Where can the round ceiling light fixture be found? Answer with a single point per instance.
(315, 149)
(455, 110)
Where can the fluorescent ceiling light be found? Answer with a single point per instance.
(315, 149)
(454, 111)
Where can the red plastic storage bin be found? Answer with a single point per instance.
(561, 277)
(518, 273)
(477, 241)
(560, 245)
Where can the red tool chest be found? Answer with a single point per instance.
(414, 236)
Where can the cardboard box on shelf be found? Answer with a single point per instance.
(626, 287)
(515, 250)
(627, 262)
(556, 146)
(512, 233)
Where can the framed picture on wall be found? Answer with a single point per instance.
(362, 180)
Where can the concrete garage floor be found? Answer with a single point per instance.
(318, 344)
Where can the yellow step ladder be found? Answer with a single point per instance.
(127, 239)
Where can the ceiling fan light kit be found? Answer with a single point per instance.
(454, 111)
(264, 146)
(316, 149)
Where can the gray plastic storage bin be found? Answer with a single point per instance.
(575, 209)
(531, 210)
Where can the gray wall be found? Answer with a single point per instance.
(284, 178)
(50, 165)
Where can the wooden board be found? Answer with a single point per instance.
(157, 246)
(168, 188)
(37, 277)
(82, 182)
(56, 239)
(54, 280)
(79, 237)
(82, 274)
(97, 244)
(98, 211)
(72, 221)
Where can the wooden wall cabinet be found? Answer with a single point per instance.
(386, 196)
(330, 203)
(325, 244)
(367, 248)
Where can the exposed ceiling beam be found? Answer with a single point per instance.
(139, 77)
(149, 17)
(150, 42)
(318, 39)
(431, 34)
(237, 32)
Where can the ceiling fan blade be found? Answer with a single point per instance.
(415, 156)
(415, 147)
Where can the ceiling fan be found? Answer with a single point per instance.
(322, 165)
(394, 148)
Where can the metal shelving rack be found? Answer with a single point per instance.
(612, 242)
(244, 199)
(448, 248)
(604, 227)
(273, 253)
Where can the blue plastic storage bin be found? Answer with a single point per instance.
= = = =
» What is expected
Rewrite every line of the records, starting at the line that contains "Where can the exposed" and ending with the last line of the records. Keep the lines that ask where something is, and shift each point coordinate in the answers by -24.

» Exercise output
Where can the exposed ceiling beam be found? Answer with a single point per instance.
(115, 53)
(125, -7)
(126, 18)
(294, 15)
(407, 10)
(213, 8)
Where can the ceiling fan blade be found? Answer with a single point per instance.
(391, 132)
(391, 123)
Where can the ceiling fan be found? Answer with a single point per instance.
(298, 141)
(370, 124)
Where can the metal shelving rack be found? Answer with a single point per instance.
(588, 218)
(220, 175)
(424, 224)
(580, 203)
(249, 229)
Where can the blue plastic storage bin be found? Answer with a single point per instance.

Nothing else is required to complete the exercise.